*Problem requirements:*
Render everything from the line containing "Where can you see the shoulder" down to the end of the records as a Markdown table with two columns, Number and Line. Each row holds a running number and one line, and blank lines are omitted.

*Input:*
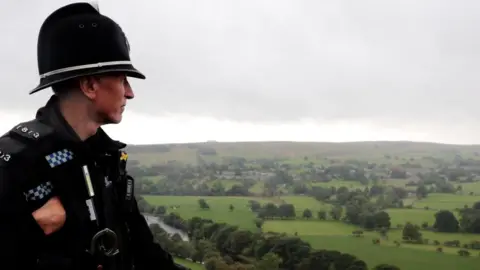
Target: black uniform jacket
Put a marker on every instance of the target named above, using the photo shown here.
(43, 158)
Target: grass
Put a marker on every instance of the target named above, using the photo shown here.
(414, 216)
(339, 183)
(189, 264)
(316, 152)
(257, 188)
(446, 201)
(337, 236)
(405, 258)
(303, 202)
(467, 187)
(219, 210)
(228, 184)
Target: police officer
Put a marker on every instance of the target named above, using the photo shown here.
(66, 199)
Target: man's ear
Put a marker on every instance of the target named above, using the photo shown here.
(88, 86)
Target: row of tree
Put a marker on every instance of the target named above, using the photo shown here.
(221, 246)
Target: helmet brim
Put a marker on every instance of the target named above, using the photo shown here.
(128, 70)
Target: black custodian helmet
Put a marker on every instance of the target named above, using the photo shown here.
(76, 40)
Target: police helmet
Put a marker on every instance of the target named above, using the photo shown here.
(76, 40)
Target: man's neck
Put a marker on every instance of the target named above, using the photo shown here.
(78, 117)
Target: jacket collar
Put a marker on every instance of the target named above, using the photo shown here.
(51, 115)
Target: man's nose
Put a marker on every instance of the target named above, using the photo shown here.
(129, 93)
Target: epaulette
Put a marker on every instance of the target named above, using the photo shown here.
(14, 142)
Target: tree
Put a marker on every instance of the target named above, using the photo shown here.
(382, 220)
(269, 261)
(160, 210)
(259, 223)
(336, 212)
(307, 213)
(445, 221)
(322, 215)
(411, 233)
(203, 204)
(422, 192)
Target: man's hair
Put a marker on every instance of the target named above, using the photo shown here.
(63, 89)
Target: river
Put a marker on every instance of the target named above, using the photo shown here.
(169, 229)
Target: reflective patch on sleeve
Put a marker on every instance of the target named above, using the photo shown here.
(59, 157)
(39, 192)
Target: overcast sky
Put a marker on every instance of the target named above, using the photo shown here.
(276, 70)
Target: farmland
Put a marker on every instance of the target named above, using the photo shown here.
(313, 181)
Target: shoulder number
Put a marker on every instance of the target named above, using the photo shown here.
(25, 130)
(32, 130)
(4, 156)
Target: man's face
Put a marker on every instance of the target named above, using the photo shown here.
(110, 97)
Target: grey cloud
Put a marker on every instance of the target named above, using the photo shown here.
(386, 61)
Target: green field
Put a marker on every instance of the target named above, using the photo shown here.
(446, 201)
(338, 236)
(414, 216)
(295, 152)
(219, 211)
(405, 258)
(189, 264)
(335, 235)
(303, 202)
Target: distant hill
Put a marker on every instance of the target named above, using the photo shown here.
(380, 151)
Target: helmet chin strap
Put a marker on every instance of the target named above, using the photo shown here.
(95, 5)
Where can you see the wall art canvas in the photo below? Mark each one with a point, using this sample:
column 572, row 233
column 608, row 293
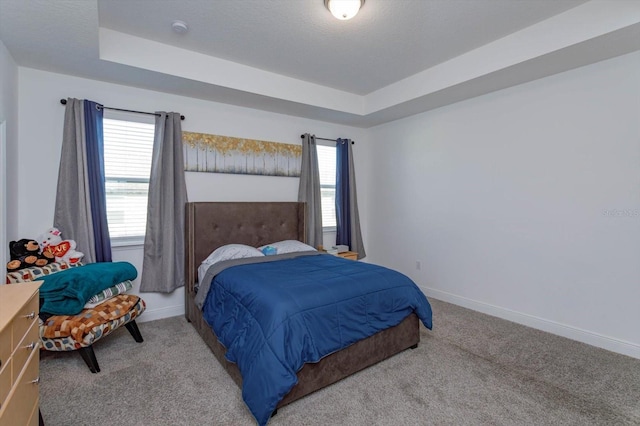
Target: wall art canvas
column 226, row 154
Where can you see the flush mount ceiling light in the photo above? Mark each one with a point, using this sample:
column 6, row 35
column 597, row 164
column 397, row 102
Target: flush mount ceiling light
column 344, row 9
column 179, row 27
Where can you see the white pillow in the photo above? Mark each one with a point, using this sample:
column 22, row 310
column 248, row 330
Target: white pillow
column 289, row 246
column 232, row 251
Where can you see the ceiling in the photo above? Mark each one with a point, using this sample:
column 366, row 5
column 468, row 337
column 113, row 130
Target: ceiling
column 394, row 59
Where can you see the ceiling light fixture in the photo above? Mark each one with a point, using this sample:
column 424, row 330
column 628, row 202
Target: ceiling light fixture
column 344, row 9
column 179, row 27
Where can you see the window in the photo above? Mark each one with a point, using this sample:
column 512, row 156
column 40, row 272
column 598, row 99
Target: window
column 128, row 143
column 327, row 166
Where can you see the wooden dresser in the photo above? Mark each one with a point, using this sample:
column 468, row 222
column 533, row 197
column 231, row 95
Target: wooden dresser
column 19, row 354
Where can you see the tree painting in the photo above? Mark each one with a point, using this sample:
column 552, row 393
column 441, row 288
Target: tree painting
column 226, row 154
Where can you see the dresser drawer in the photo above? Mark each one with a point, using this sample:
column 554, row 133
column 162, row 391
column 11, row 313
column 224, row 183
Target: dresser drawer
column 25, row 317
column 5, row 381
column 24, row 395
column 5, row 345
column 29, row 344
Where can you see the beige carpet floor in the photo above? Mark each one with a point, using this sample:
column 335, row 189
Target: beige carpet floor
column 472, row 369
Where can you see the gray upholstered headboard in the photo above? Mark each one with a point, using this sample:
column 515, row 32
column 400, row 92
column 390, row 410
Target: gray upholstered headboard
column 209, row 225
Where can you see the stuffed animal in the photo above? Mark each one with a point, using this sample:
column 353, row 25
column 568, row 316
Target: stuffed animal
column 52, row 244
column 25, row 253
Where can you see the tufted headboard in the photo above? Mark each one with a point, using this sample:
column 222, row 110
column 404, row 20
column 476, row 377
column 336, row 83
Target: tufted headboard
column 209, row 225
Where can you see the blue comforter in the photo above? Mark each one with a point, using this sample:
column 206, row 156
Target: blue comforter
column 275, row 316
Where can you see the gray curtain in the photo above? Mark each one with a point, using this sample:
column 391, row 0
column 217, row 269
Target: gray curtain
column 72, row 214
column 355, row 235
column 309, row 190
column 163, row 262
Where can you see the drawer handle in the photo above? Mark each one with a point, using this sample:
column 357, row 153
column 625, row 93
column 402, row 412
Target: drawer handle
column 30, row 346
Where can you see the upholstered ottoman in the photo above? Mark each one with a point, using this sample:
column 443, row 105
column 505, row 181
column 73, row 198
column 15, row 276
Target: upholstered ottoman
column 109, row 310
column 79, row 332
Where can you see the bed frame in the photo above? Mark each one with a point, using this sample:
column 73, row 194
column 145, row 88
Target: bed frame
column 209, row 225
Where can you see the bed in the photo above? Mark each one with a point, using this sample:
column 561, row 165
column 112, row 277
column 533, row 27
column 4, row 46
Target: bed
column 210, row 225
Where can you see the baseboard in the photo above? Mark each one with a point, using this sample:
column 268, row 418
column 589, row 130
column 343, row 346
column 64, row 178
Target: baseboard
column 166, row 312
column 584, row 336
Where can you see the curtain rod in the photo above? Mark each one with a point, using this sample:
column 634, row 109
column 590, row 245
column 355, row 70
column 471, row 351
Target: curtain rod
column 64, row 102
column 325, row 139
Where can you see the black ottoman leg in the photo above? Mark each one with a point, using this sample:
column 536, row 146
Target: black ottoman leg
column 90, row 359
column 135, row 331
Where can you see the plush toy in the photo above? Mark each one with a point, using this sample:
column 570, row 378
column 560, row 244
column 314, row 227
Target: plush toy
column 25, row 253
column 52, row 244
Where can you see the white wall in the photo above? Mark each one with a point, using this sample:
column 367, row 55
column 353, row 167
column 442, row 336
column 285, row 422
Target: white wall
column 41, row 136
column 8, row 148
column 506, row 201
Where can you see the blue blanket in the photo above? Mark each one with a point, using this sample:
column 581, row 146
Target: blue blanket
column 273, row 317
column 66, row 292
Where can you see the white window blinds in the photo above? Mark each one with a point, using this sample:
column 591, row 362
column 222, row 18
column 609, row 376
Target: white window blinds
column 127, row 158
column 327, row 166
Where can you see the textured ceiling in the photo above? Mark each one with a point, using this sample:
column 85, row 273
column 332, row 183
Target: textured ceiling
column 395, row 58
column 387, row 41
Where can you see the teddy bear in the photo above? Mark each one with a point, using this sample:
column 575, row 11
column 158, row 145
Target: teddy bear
column 52, row 244
column 25, row 253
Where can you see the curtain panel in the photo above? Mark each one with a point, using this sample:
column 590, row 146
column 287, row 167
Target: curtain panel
column 347, row 215
column 80, row 209
column 309, row 190
column 163, row 261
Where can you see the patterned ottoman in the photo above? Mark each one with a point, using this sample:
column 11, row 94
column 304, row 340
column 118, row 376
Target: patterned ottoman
column 79, row 332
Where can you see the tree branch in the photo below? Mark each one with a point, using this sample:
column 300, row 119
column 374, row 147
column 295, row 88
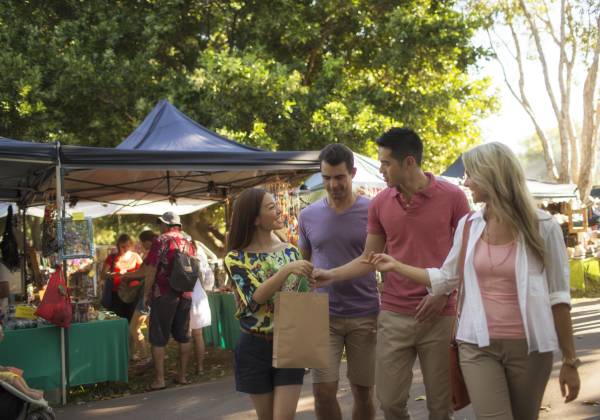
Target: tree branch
column 564, row 137
column 521, row 97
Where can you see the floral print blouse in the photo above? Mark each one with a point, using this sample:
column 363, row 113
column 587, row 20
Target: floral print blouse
column 248, row 271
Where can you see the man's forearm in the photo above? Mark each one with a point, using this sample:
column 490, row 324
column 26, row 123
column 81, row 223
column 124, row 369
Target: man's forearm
column 564, row 329
column 353, row 269
column 149, row 277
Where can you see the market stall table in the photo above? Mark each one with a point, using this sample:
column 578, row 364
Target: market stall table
column 96, row 352
column 225, row 328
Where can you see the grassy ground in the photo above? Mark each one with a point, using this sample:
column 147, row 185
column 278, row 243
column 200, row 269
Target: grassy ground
column 217, row 363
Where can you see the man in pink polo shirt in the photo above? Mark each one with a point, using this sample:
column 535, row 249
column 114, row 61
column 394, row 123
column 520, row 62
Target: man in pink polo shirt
column 414, row 219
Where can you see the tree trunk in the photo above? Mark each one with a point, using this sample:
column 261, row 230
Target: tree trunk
column 589, row 129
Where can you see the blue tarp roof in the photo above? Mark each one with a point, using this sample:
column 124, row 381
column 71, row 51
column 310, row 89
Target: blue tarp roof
column 167, row 128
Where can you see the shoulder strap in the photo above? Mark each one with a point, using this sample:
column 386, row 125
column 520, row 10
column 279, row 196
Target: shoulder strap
column 461, row 271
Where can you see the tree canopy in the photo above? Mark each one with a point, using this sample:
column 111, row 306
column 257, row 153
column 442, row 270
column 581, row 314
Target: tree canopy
column 281, row 75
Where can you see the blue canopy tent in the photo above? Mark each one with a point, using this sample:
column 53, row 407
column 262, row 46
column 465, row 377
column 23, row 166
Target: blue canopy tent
column 167, row 128
column 172, row 159
column 367, row 175
column 222, row 166
column 540, row 190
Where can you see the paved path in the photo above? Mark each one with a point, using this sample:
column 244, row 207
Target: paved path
column 218, row 400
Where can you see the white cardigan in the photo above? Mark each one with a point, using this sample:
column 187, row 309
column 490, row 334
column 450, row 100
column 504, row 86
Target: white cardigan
column 537, row 290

*Task response:*
| Number | Line |
|---|---|
| 1 | Where can you see the shoulder strap in the photo above? Mark each one with a point, using this sample: |
| 2 | column 386, row 125 |
| 3 | column 520, row 10 |
| 4 | column 279, row 196 |
| 5 | Target: shoulder strap |
| 6 | column 461, row 271 |
| 7 | Where can you see the tree canopy in the photo above? Mark each one with a point, using this sample: |
| 8 | column 111, row 306 |
| 9 | column 257, row 153 |
| 10 | column 442, row 270 |
| 11 | column 581, row 314 |
| 12 | Target: tree canopy |
| 13 | column 281, row 75 |
| 14 | Where can you see the blue canopy tent in the photo above? Mark each one with a point, using this sample: |
| 15 | column 53, row 407 |
| 16 | column 262, row 46 |
| 17 | column 465, row 377 |
| 18 | column 23, row 166 |
| 19 | Target: blue canopy tent |
| 20 | column 167, row 128 |
| 21 | column 172, row 159 |
| 22 | column 367, row 175 |
| 23 | column 222, row 166 |
| 24 | column 540, row 190 |
| 25 | Where can you see the paved path in the photo above? Mark each one with a point, using this sample: |
| 26 | column 244, row 207 |
| 27 | Target: paved path |
| 28 | column 218, row 400 |
| 29 | Where can you see the white cardigan in the photo above? Mark each one with a point, using this sample: |
| 30 | column 187, row 309 |
| 31 | column 490, row 334 |
| 32 | column 450, row 100 |
| 33 | column 504, row 86 |
| 34 | Target: white cardigan |
| 35 | column 537, row 290 |